- [TEXTAUSZUG]:
# arbeitszeiterfassung



## cyberking (23. Februar 2002)

hallöchen, ich hätte da mal zig probleme.

in planung ist ein kleines programm, mit dem man arbeitszeiten erfassen kann. es soll ungefähr so ablaufen:

datum eingeben
zeit in stunden eingeben
ort, an dem man gearbeitet hat, eingeebn
die arbeiten, die man an diesem ort ausgeführt hat eingeben
die zeit, die man an diesem einen ort gearbeitet hat eingeben
diese daten in eine txt datei reinschreiben

ausserdem sollte es möglich sein, an mehreren orten pro tag zu arbeiten und diese dann als ein eintrag in die txt datei schreiben.

- [EINGABEDATEN]:
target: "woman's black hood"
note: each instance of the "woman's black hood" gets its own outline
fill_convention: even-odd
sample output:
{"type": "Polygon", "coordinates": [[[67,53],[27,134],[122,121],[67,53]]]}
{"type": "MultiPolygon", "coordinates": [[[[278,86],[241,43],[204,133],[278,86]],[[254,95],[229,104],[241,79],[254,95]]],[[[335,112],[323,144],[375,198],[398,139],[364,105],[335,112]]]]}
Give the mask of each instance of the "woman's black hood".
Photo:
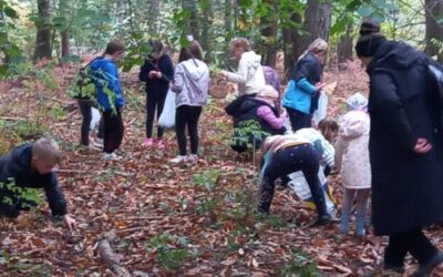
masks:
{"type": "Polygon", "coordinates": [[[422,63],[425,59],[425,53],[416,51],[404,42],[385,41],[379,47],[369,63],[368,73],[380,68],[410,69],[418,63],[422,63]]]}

--

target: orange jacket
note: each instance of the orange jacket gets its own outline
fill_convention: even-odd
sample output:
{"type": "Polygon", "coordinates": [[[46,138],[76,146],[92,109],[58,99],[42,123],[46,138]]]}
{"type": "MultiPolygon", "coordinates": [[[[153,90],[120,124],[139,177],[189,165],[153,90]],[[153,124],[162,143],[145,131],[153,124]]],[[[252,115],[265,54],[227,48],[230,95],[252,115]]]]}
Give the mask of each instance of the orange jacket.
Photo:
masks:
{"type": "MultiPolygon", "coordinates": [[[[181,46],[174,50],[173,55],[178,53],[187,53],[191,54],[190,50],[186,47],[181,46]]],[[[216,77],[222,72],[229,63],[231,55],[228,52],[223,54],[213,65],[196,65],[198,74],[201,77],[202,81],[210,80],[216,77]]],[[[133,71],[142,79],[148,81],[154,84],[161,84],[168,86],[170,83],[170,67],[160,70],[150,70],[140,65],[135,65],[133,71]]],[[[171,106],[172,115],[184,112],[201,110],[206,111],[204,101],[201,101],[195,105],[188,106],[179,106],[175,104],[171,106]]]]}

--

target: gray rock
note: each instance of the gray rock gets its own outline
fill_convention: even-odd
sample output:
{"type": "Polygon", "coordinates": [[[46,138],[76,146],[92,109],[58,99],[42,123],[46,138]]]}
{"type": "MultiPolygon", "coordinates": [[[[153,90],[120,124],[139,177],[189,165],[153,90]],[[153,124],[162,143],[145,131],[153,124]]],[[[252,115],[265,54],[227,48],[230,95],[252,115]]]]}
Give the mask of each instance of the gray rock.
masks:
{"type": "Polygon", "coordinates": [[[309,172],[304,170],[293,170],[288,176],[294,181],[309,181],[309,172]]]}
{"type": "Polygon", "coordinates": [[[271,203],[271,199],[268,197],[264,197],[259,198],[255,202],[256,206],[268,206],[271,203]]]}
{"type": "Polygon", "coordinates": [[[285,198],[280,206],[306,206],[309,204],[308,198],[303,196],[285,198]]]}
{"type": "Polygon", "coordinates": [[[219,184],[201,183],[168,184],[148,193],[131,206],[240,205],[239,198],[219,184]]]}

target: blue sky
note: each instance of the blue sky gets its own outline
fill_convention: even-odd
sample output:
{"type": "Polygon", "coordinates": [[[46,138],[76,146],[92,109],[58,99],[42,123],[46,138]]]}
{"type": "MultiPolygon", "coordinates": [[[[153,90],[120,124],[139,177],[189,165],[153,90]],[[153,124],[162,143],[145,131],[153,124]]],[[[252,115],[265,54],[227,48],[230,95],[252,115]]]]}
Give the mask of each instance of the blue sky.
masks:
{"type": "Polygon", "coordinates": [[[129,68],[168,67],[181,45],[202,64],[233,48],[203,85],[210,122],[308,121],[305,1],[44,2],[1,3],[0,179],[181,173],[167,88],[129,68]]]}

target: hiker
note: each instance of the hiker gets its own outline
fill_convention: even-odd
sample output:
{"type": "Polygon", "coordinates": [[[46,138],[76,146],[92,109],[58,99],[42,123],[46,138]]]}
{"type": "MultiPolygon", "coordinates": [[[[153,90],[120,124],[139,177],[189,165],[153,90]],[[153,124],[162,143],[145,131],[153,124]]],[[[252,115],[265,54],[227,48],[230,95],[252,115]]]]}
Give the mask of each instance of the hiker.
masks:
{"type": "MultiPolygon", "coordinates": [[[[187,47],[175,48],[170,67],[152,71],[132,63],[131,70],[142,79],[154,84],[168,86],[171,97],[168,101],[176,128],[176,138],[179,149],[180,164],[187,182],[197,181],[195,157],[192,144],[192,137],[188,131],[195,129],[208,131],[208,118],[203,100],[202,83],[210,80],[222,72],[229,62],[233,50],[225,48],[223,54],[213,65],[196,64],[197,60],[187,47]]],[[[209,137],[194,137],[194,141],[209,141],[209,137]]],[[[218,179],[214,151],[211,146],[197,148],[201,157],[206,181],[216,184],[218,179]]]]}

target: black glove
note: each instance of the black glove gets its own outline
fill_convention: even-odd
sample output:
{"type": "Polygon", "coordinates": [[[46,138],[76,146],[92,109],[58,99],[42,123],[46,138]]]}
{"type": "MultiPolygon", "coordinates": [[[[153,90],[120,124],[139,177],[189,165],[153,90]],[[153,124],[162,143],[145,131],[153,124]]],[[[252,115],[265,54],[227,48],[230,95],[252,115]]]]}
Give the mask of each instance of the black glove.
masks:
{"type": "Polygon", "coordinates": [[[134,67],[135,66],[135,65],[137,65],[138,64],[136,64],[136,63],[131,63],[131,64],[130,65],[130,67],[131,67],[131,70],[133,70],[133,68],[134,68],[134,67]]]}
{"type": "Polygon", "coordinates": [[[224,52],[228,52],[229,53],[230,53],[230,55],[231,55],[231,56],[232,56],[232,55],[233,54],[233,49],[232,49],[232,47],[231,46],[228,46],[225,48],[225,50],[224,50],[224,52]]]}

- [GEGEBENE AUFGABE A]: Fasse den Forenbeitrag zur Arbeitszeiterfassung in zwei Sätzen zusammen.
- [GEGEBENE AUFGABE B]: Sammle aus der Auflistung jede Zeile, die das Wort "rock" enthält.

- [VOLLSTÄNDIGE LÖSUNG A]: Geplant ist ein kleines Programm zur Erfassung von Arbeitszeiten, in das man Datum, Stunden, Arbeitsort, die dort ausgeführten Arbeiten und die dort gearbeitete Zeit eingibt und das diese Daten in eine TXT-Datei schreibt. Außerdem soll man an mehreren Orten pro Tag arbeiten können, und diese Orte sollen als ein Eintrag in die TXT-Datei geschrieben werden.

- [VOLLSTÄNDIGE LÖSUNG B]:
target: gray rock
note: each instance of the gray rock gets its own outline
Give the mask of each instance of the gray rock.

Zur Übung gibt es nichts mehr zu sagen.